Please transcribe the data exactly as shown, skipping the images.

→ **LISTED RECORDS**
——————

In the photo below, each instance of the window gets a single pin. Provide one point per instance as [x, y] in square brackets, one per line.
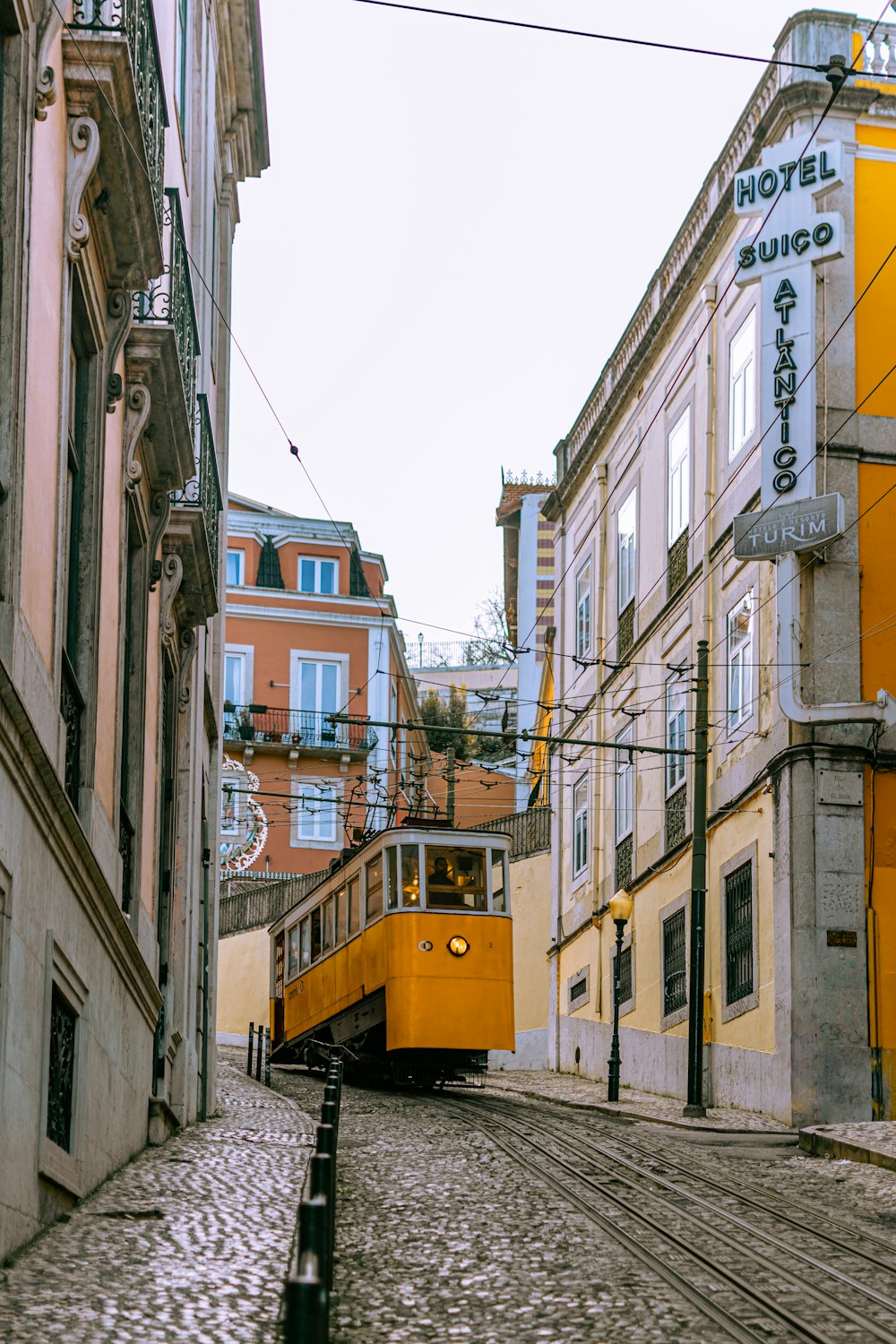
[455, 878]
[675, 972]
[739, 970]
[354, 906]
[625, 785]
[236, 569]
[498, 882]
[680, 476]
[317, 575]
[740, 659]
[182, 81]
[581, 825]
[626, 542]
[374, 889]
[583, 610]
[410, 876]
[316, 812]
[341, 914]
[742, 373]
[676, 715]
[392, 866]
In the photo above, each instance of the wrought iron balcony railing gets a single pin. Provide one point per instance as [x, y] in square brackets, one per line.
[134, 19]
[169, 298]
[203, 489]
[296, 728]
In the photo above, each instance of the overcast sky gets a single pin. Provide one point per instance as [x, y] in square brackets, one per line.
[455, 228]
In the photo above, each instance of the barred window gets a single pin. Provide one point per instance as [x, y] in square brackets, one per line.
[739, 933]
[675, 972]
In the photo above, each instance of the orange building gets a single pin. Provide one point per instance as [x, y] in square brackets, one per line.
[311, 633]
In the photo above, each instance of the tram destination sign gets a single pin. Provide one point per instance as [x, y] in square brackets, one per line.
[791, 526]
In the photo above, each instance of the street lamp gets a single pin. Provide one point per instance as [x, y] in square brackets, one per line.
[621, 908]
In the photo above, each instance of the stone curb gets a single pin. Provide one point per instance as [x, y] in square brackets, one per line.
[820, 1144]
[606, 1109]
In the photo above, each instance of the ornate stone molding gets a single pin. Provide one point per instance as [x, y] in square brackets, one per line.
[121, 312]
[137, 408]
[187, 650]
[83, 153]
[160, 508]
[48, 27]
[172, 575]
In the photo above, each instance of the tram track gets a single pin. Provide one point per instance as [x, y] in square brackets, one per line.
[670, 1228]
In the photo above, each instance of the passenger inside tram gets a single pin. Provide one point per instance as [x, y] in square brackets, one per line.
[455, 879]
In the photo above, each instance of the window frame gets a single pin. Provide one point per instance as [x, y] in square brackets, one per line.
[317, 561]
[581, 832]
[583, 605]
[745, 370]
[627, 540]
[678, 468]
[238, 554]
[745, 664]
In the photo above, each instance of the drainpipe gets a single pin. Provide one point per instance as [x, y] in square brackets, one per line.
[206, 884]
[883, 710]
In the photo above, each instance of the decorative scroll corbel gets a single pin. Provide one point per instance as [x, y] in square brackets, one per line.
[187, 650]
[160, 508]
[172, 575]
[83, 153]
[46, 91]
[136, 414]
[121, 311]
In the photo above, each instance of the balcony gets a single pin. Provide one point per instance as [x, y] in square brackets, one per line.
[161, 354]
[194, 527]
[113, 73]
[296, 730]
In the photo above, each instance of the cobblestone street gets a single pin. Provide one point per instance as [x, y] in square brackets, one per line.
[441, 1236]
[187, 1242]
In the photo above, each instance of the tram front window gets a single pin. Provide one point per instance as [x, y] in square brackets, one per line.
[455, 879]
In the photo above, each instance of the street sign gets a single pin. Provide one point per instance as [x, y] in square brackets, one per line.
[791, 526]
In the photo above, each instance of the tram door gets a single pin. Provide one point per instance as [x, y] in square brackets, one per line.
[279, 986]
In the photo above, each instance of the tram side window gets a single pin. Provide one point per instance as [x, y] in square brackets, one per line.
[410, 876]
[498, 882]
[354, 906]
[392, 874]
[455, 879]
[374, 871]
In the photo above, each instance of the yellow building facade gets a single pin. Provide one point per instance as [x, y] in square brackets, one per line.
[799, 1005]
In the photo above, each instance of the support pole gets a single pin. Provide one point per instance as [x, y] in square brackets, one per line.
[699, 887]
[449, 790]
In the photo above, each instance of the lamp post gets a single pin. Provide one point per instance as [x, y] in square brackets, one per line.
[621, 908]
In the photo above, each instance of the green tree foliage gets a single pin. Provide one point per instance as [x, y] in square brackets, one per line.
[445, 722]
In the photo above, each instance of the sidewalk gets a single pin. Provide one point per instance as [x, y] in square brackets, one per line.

——————

→ **ANSWER TO THIS TASK**
In the photo below, each instance of the window gets a single pin. Provide one point per instance as [x, y] in square brackets, one per line.
[455, 878]
[675, 972]
[739, 970]
[354, 906]
[625, 785]
[236, 569]
[498, 882]
[680, 476]
[317, 575]
[740, 659]
[182, 81]
[581, 825]
[626, 542]
[374, 889]
[583, 610]
[410, 876]
[316, 812]
[341, 914]
[742, 373]
[676, 715]
[392, 866]
In the photo above, each instance of the wrought iron balcony railing gets a single pin. Provide one point per instance as [x, y] in square brackets, one per line.
[134, 19]
[169, 298]
[203, 489]
[296, 728]
In the photo above, each instance of the overcast sky gets a single pin. Provide one point per instance as [x, y] in square brackets, one per line.
[455, 228]
In the photo above, each instance of the barred window gets a single pin. Provide one point per instance as [x, y] in square brackets, one per line.
[739, 933]
[675, 972]
In the photo above, each instance of the orange building gets a single pin. Provide one point per instance as [x, y] in square brackets, one per line.
[311, 633]
In the photo above, each instance of the tram destination sign gets a single pin. Provide one point per instance as [x, y] in square brackets, one per line.
[791, 526]
In the photo above, each instance of the street lamp gets a single pin. Provide one point per instance as [x, y] in square brackets, one per line.
[621, 908]
In the photo above, each instance of the stone curb gets a single pin. Provide one point per instance as [x, y] in square brackets, one per line.
[820, 1144]
[606, 1109]
In the photo above, each instance of the ornate stone molding gets a single pin. Provide one point per instance as [x, y] in square brackets, one per line.
[121, 312]
[137, 408]
[187, 650]
[83, 153]
[160, 508]
[48, 27]
[172, 575]
In the photo above, each instance of the tram track gets a single pin. Provide one point per instance as [x, y] in square brackets, one per line.
[670, 1228]
In the photo above, each instance of the passenger inside tram gets a single pin. Provide one point per instance as [x, y] in square brackets, one per line.
[455, 879]
In the photo above, each instance of the window frame gets a single pin. Provide one point per instance as [x, y] in square brackets, one per line.
[317, 561]
[581, 832]
[583, 605]
[745, 370]
[627, 540]
[678, 468]
[238, 554]
[745, 664]
In the photo above, each instance of the drainpipe gets a single pin. Provide one point per instance as [x, y] in square brackets, one per line.
[206, 884]
[883, 710]
In the photo above, each instance of the decorative scroll corbel gets a single pin. Provide one point per instance as [x, y] in square brackets, one per line.
[187, 650]
[160, 508]
[172, 575]
[83, 153]
[46, 91]
[136, 414]
[121, 311]
In the photo above, each instance of the balcony gets a single pin. Provide one point per instance as [x, y] in square brackets, one per line.
[161, 354]
[194, 527]
[113, 73]
[296, 730]
In the photo above, each instance of the cobblestone street gets a single pin. Provide one point per instance as [x, y] in square brackets, one per line.
[441, 1236]
[187, 1242]
In the photo above, each instance of the tram front window gets a single pin. Provide one point per instance as [x, y] in square brackets, one per line.
[455, 879]
In the photo above, each instance of the street sign gets a single pin. Provide one point per instance as [x, y] in square brackets, one per line.
[791, 526]
In the photo above, each instance of the tram door gets a single pin. Provide one point per instance as [x, y] in square brackets, one per line.
[279, 986]
In the photo above, each instance of the tram side window gets a single pin. Provide one point per instance as [x, y] in square brackets, one per line.
[410, 876]
[498, 882]
[354, 906]
[392, 874]
[455, 879]
[374, 871]
In the photo above, each instance of the yellow building facade gets a single pin. Provide one point per instance as [x, y] in square brackets, one per line.
[799, 1005]
In the photo above, each instance of the support pole gets a single pin. Provide one point per instance as [x, y] in square brackets, one per line.
[699, 887]
[449, 790]
In the photo above, each instance of the lamp post gets a single pin. Provide one point per instance as [x, y] in square brackets, one per line.
[621, 908]
In the photo above, each instance of the green tree foliage gets a single pin. Provide one point per instance as [x, y] in square brackets, one per line.
[445, 722]
In the photo above, each instance of the sidewalk gets a single pin. Provide one point per instance as [x, y] in square brackets, one per line.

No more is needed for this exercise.